## What is being asked
Type the entries out once more. Match them exactly.

[Region pointing data]
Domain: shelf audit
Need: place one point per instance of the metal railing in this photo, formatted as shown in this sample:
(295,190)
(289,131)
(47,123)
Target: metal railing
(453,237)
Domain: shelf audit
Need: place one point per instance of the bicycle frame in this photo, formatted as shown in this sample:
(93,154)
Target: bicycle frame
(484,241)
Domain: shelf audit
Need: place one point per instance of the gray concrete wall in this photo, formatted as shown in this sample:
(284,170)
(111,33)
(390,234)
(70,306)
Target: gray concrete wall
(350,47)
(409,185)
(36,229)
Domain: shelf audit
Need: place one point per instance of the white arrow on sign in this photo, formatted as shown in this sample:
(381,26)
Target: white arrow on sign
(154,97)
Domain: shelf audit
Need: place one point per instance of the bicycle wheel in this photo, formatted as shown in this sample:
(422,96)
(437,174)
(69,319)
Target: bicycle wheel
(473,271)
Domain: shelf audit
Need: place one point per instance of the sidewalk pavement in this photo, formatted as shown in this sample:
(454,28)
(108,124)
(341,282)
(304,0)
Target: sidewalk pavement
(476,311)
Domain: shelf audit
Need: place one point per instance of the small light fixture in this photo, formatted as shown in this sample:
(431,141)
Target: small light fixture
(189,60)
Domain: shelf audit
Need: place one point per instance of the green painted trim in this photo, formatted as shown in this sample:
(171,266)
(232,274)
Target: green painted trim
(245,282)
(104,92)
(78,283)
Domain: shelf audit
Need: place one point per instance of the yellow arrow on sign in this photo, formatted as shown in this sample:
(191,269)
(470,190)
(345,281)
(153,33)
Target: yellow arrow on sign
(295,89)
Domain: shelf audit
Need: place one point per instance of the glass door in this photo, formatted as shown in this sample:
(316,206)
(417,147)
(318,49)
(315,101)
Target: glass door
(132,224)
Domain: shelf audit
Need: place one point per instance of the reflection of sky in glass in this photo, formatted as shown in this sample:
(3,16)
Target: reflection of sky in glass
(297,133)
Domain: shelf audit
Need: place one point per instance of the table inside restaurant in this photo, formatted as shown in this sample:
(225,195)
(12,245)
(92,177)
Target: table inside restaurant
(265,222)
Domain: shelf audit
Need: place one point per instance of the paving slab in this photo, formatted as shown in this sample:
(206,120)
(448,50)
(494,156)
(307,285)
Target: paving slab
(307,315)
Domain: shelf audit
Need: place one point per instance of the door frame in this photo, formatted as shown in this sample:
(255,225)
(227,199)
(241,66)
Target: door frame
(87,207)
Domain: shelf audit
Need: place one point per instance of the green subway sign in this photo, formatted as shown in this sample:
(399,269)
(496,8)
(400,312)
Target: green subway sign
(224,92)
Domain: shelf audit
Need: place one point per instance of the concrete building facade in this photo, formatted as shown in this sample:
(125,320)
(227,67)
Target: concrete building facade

## Solution below
Domain: shelf audit
Need: place one point per instance of the metal railing in this photo, formatted as shown in this sample:
(295,190)
(289,131)
(47,123)
Target: metal railing
(453,237)
Domain: shelf audit
Need: place one point per instance of the bicycle frame in this photo, formatted as shown in this sample:
(93,154)
Target: bicycle frame
(484,241)
Domain: shelf audit
Need: place one point per instance of the gray concrete wall in this photo, formatted as shown in this sample:
(284,170)
(111,33)
(390,234)
(70,306)
Target: gray concrete wall
(350,47)
(409,185)
(36,229)
Domain: shelf audit
Need: place one point per instance of the white arrow on sign in this photo, formatted as shown in this sample:
(381,26)
Target: white arrow on sign
(154,97)
Domain: shelf audit
Need: place one point per instance of the bicycle wheel in this photo, formatted as shown in this sample:
(422,96)
(437,174)
(69,319)
Target: bicycle wheel
(473,271)
Domain: shelf audit
Need: place one point per instance of the sidewalk pavement in this photo, formatted as shown in this sample:
(454,28)
(108,124)
(341,282)
(304,0)
Target: sidewalk pavement
(476,311)
Domain: shelf audit
Need: place one point per instance of the small light fixture in this photo, formatted as shown in this sample:
(431,141)
Target: small light fixture
(189,60)
Domain: shelf audit
Need: place one point per instance of the green painted trim in this photo, formatted as shown in this sample:
(171,266)
(232,274)
Target: green painted trim
(245,282)
(104,92)
(78,283)
Domain: shelf audit
Need: place one point per instance of the yellow arrow on sign in this photo, formatted as shown in this sample:
(191,269)
(470,190)
(345,281)
(153,33)
Target: yellow arrow on sign
(295,89)
Domain: shelf audit
Need: place one point per instance of the glass door in this photo, formatted as shown in this sample:
(316,206)
(417,147)
(318,49)
(315,101)
Target: glass door
(132,224)
Domain: shelf audit
Need: place one point per instance of the reflection of sky in glass in this photo, formatted as shown in this sample:
(3,16)
Target: reflection of sky in glass
(297,133)
Domain: shelf audit
Need: place one point per instance of the table inside restaurant in this photo, formatted as shown in this sample:
(225,195)
(12,245)
(92,177)
Target: table inside restaurant
(265,222)
Domain: shelf audit
Need: place one point per instance of the paving slab in this photo, formatted as shown in this sample:
(206,120)
(448,50)
(494,156)
(307,285)
Target: paving slab
(307,315)
Domain: shelf audit
Need: place one point per instance of the door frame in this photo, formatted as shown in this sample:
(255,225)
(227,199)
(241,66)
Target: door frame
(87,207)
Domain: shelf audit
Need: place one point per instance of the green subway sign in this photo, formatted as shown in this sample:
(399,269)
(496,8)
(400,312)
Target: green subway sign
(224,92)
Domain: shelf audit
Need: place one point per instance of the concrete building facade in this photo, formatted as shown in this sample:
(125,320)
(227,67)
Target: concrete building facade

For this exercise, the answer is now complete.